Après un premier article consacré aux gains financiers limités apportés par les méga porte-conteneurs et aux coûts pour les ports, ce deuxième volet s’intéresse aux défis logistiques qu’ils induisent et à la nécessaire adaptation des politiques publiques.

Défis logistiques et engorgement

Grues sur le port de Hambourg

Grues sur le port de Hambourg

Les nouveaux navires créent un engorgement de la chaîne logistique. Moins de navires, de plus gros gabarit, escalent chaque semaine dans les ports. Chacun débarque un nombre de conteneurs plus important, créant un pic de charge pour les dockers et manutentionnaires.

Le temps d’escale moyen est de 1.03 jour dans le monde, atteignant 0.5 jour au Japon. Un méga porte-conteneur reste environ 20% plus longtemps. Afin de limiter le temps à quai, deux approches sont possibles : améliorer la productivité des grues ou augmenter leur nombre.

▶ _OBJECTIF 1_: D'après le texte sur les méga porte-conteneurs, quel est le temps d'escale moyen dans le monde ?
Le texte et les enregistrements proviennent de sources distinctes.

▶ _DONNÉES ENREGISTRÉES_:
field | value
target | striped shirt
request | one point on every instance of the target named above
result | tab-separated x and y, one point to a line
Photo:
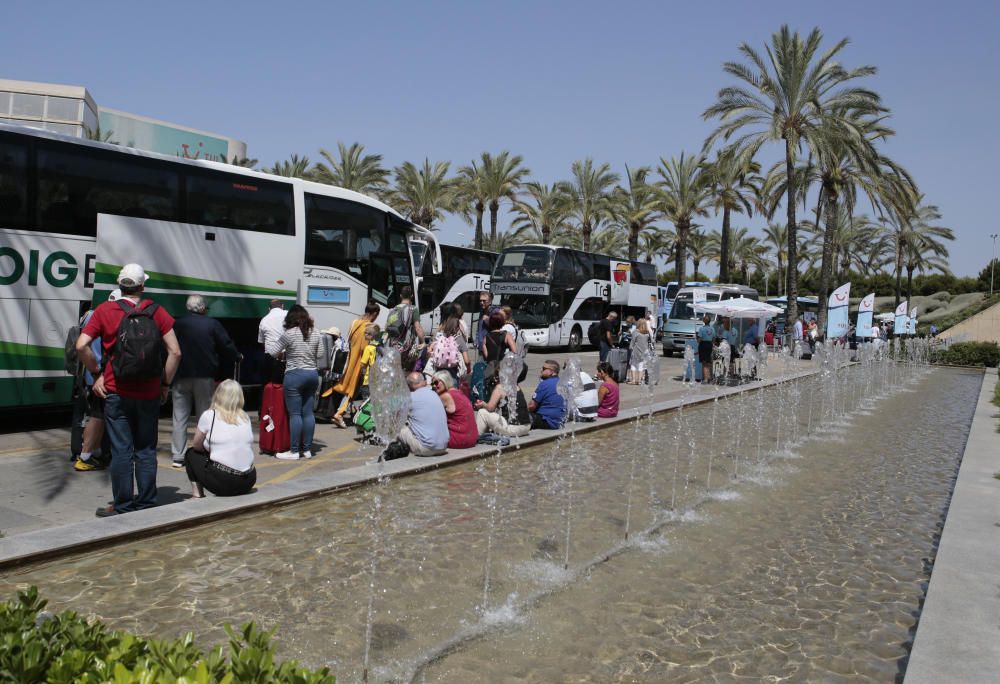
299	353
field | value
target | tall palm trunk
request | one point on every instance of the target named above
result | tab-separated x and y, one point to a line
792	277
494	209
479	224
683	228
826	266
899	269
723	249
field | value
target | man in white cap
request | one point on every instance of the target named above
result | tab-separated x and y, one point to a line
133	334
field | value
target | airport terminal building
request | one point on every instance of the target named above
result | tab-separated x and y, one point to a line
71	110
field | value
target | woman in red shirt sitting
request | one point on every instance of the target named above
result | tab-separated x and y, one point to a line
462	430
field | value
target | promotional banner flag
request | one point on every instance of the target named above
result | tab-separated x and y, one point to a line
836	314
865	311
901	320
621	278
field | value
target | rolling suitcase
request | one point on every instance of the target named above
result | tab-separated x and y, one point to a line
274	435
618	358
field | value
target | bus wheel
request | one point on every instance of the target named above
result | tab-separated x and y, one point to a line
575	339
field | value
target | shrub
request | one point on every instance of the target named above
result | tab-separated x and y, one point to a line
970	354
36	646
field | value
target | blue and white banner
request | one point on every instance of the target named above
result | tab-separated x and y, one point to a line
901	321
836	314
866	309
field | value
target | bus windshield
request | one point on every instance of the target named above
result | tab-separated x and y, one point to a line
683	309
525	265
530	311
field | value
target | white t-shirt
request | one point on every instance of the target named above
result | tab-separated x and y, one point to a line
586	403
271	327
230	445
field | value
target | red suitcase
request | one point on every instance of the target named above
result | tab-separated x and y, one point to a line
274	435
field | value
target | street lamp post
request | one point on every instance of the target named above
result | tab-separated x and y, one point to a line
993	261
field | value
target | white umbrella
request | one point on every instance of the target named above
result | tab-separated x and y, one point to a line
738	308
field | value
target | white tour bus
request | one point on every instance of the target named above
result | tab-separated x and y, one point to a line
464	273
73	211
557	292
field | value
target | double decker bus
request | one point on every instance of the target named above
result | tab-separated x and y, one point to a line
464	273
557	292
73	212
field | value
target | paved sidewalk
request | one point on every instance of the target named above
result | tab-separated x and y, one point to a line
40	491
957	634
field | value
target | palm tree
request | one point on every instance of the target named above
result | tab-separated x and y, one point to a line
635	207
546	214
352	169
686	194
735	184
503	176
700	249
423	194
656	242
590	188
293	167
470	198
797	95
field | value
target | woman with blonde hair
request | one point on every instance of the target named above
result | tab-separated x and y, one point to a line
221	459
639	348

* * *

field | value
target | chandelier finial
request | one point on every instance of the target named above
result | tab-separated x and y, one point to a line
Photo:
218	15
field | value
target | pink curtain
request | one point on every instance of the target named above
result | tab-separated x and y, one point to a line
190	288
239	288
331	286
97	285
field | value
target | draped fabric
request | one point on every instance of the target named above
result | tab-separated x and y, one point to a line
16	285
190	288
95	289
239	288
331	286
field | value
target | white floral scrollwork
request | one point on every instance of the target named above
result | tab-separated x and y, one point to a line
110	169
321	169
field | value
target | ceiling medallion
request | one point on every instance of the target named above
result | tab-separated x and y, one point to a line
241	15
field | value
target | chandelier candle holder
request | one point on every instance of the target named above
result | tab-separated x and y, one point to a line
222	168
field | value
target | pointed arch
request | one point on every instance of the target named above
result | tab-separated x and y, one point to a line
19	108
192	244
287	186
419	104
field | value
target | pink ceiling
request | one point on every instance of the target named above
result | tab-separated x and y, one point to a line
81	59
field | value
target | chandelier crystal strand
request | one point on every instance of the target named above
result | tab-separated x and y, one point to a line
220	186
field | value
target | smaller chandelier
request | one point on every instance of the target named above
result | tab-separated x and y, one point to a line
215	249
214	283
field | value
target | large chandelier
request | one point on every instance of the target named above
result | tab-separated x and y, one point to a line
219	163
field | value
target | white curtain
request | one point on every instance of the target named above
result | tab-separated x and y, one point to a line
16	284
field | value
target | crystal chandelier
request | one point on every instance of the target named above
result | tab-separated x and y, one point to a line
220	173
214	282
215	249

▶ _OBJECTIF 2_: Indiquez uniquement le nombre de lignes des enregistrements qui contiennent la chaîne « palm ».

▶ _RÉPONSE COMPLÈTE 1_: Le temps d'escale moyen dans le monde est de 1.03 jour.

▶ _RÉPONSE COMPLÈTE 2_: 2